_Task objective_
Copy out word for word the stretch of the listing from the line that contains "the snow on" through the line that contains "[[115, 152], [189, 156], [207, 160]]", both of those lines included.

Dataset excerpts on object pointing:
━━━━━━━━

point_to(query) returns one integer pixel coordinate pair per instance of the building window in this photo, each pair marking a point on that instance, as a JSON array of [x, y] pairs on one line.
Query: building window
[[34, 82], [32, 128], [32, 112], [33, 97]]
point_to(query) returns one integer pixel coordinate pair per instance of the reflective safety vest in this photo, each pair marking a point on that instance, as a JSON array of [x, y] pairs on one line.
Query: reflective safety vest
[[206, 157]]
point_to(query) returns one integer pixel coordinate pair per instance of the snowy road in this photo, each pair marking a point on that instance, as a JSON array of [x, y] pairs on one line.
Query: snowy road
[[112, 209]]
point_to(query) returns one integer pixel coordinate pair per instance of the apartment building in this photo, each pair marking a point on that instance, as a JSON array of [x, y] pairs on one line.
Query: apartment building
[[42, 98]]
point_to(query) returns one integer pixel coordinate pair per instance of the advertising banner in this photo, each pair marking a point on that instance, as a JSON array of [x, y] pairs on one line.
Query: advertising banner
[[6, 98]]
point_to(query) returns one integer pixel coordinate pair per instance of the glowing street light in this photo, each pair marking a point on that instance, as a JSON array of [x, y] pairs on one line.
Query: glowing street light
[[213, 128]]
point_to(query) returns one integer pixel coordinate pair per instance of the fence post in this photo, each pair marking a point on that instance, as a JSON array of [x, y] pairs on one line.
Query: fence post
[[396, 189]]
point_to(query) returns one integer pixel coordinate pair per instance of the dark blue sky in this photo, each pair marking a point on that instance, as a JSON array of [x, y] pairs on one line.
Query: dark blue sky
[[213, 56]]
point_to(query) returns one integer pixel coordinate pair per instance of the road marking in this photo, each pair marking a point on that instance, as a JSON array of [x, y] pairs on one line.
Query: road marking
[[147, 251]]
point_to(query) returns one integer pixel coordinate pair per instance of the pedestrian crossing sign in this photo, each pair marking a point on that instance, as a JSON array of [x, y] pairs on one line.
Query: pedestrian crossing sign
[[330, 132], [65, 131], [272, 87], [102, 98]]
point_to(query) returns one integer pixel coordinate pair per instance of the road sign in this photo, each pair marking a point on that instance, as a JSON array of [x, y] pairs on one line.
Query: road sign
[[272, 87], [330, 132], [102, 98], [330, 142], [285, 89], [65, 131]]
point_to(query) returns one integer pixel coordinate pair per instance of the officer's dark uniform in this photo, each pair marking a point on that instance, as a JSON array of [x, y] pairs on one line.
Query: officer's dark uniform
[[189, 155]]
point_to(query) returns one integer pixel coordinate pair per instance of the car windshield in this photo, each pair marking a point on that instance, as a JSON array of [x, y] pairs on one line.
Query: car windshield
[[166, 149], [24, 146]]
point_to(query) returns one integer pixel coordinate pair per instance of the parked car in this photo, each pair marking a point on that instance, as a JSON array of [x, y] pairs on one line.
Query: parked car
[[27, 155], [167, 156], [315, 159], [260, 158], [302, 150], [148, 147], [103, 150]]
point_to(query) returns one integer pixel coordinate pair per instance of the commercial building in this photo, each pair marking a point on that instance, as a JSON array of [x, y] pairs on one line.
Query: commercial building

━━━━━━━━

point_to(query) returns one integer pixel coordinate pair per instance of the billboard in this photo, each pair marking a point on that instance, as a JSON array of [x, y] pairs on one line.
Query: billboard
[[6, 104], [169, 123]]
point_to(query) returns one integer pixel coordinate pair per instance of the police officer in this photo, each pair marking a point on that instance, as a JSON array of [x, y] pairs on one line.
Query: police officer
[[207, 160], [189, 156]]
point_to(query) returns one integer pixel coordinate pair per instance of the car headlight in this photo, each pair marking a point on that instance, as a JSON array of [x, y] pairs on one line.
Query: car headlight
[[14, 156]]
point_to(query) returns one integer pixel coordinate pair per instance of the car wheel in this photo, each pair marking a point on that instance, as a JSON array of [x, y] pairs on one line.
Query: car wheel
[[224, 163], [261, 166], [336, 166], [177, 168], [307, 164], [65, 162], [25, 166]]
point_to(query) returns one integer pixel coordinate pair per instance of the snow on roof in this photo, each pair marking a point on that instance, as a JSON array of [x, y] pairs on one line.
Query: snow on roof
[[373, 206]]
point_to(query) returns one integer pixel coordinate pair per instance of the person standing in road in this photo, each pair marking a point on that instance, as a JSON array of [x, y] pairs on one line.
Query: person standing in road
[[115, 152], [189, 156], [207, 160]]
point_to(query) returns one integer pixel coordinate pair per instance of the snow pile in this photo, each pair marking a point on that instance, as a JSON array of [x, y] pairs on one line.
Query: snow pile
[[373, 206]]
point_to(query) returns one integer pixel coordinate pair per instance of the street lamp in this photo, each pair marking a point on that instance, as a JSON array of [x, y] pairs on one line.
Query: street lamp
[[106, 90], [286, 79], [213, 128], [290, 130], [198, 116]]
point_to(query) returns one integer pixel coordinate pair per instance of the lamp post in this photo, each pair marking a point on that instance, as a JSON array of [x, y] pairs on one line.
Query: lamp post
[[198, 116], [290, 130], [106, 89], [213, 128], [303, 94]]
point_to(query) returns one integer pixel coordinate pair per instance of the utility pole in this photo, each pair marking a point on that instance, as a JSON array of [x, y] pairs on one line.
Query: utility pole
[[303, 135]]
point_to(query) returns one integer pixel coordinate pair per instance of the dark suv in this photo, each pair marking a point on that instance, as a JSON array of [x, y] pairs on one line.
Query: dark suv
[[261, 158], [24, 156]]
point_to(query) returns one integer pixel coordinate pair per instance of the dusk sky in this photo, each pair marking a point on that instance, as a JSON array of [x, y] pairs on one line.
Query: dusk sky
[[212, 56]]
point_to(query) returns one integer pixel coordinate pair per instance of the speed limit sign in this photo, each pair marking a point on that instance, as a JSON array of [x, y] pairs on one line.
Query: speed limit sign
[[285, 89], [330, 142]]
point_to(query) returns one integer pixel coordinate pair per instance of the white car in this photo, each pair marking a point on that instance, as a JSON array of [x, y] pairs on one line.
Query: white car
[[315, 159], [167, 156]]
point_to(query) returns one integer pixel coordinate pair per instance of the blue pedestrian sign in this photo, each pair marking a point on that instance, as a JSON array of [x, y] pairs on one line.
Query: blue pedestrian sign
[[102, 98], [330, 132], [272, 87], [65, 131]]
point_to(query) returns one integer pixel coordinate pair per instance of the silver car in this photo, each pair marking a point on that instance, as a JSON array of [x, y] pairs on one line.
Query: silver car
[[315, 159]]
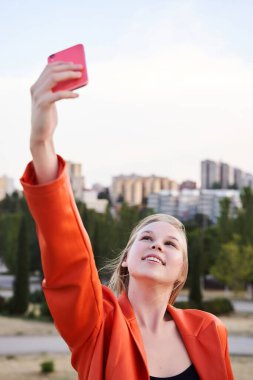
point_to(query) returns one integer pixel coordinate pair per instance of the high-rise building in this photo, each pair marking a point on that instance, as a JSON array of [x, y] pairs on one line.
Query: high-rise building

━━━━━━━━

_Solution to this task_
point_to(query) returns one integer pixel coordinate pair per instance of the snow on roof in this photo, each pair marking a point on that instance, as a JSON array of [x, y] pairs on one line.
Query: snow on roof
[[373, 206]]
point_to(query) returns one integer pixel coordinate pair per instance of the person standing in road in this photo, each pair marking a point on that instance, as a JSON array of [x, y] pairs on one line.
Query: person standing in road
[[115, 152], [189, 156], [207, 160]]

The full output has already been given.